Render every line of the entries below as a Markdown table with the columns "Row" and "Line", putting a row number in the first column and the line in the second. Skip blank lines and leave the pictures out.

## start EXERCISE MATERIAL

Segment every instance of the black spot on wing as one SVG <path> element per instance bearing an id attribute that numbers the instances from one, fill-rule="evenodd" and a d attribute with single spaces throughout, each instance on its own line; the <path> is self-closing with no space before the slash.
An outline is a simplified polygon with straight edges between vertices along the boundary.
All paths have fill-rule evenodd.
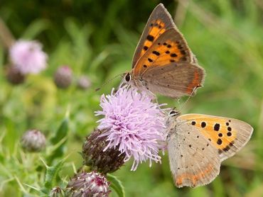
<path id="1" fill-rule="evenodd" d="M 154 37 L 152 36 L 151 35 L 148 35 L 147 37 L 146 37 L 146 39 L 149 40 L 149 41 L 154 41 Z"/>
<path id="2" fill-rule="evenodd" d="M 159 56 L 160 55 L 160 52 L 159 52 L 158 51 L 154 50 L 152 52 L 155 55 L 157 55 L 157 56 Z"/>
<path id="3" fill-rule="evenodd" d="M 220 125 L 218 123 L 215 123 L 214 125 L 214 130 L 218 131 L 220 129 Z"/>

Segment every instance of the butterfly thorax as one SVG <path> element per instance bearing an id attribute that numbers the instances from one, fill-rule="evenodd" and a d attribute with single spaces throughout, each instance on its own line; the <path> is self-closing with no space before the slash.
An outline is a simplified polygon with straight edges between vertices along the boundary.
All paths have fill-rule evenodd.
<path id="1" fill-rule="evenodd" d="M 147 89 L 146 83 L 141 79 L 141 77 L 135 77 L 133 74 L 132 71 L 131 72 L 127 72 L 124 77 L 125 83 L 131 84 L 132 86 L 136 86 L 137 89 L 141 90 L 146 90 Z"/>

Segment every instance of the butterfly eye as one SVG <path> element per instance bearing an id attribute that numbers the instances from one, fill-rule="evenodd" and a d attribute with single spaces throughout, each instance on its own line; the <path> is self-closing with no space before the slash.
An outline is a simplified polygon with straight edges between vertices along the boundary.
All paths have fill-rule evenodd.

## end EXERCISE MATERIAL

→ RESPONSE BELOW
| Row | Line |
|---|---|
| 1 | Segment every instance of the black spot on wing as one SVG <path> element per instance bearing an id attribute that numbers the instances from one, fill-rule="evenodd" and a d attribute with single spaces throughout, each instance on its own line; the <path> is self-closing with no space before the slash. |
| 2 | An outline is a simplified polygon with straight edges between vertices along the boundary. |
| 3 | All paths have fill-rule evenodd. |
| 4 | <path id="1" fill-rule="evenodd" d="M 154 37 L 152 36 L 151 35 L 148 35 L 147 37 L 146 37 L 146 39 L 149 40 L 149 41 L 154 41 Z"/> |
| 5 | <path id="2" fill-rule="evenodd" d="M 159 56 L 160 55 L 160 52 L 159 52 L 158 51 L 154 50 L 152 52 L 155 55 L 157 55 L 157 56 Z"/> |
| 6 | <path id="3" fill-rule="evenodd" d="M 220 125 L 218 123 L 215 123 L 214 125 L 214 130 L 218 131 L 220 129 Z"/> |
| 7 | Segment every instance of the butterfly thorax as one SVG <path> element per instance bearing an id attribute that numbers the instances from one, fill-rule="evenodd" and a d attribute with single spaces throughout, each instance on its own line; the <path> is self-closing with no space before the slash. |
| 8 | An outline is a simplified polygon with straight edges between vertices along the boundary. |
| 9 | All paths have fill-rule evenodd. |
| 10 | <path id="1" fill-rule="evenodd" d="M 147 89 L 146 83 L 141 79 L 141 77 L 135 77 L 133 74 L 132 71 L 131 72 L 127 72 L 124 77 L 125 83 L 131 84 L 132 86 L 136 86 L 137 89 L 141 90 L 146 90 Z"/> |
| 11 | Segment every instance of the butterfly eye as one SVG <path> element per instance bearing an id attribute that numbers the instances from one, fill-rule="evenodd" and a d attribute with single spaces throughout, each instance on its own line; the <path> is self-closing with no space before the slash. |
| 12 | An outline is a simplified polygon with straight edges between vertices along the boundary. |
| 13 | All paths have fill-rule evenodd. |